- WHAT IS ASKED
How many lines of the entries below contain the word "Drop"? Reply with the number alone.

- INFORMATION GIVEN
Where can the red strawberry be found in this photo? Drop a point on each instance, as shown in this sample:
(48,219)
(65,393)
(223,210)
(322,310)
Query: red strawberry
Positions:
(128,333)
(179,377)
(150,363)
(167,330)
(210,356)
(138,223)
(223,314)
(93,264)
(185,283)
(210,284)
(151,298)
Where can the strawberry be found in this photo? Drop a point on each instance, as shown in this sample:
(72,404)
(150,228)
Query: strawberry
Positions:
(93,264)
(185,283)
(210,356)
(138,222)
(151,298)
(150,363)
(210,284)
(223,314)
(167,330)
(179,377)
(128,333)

==

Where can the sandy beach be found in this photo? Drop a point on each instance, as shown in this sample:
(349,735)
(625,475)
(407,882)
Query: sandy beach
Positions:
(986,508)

- EXERCISE RESULT
3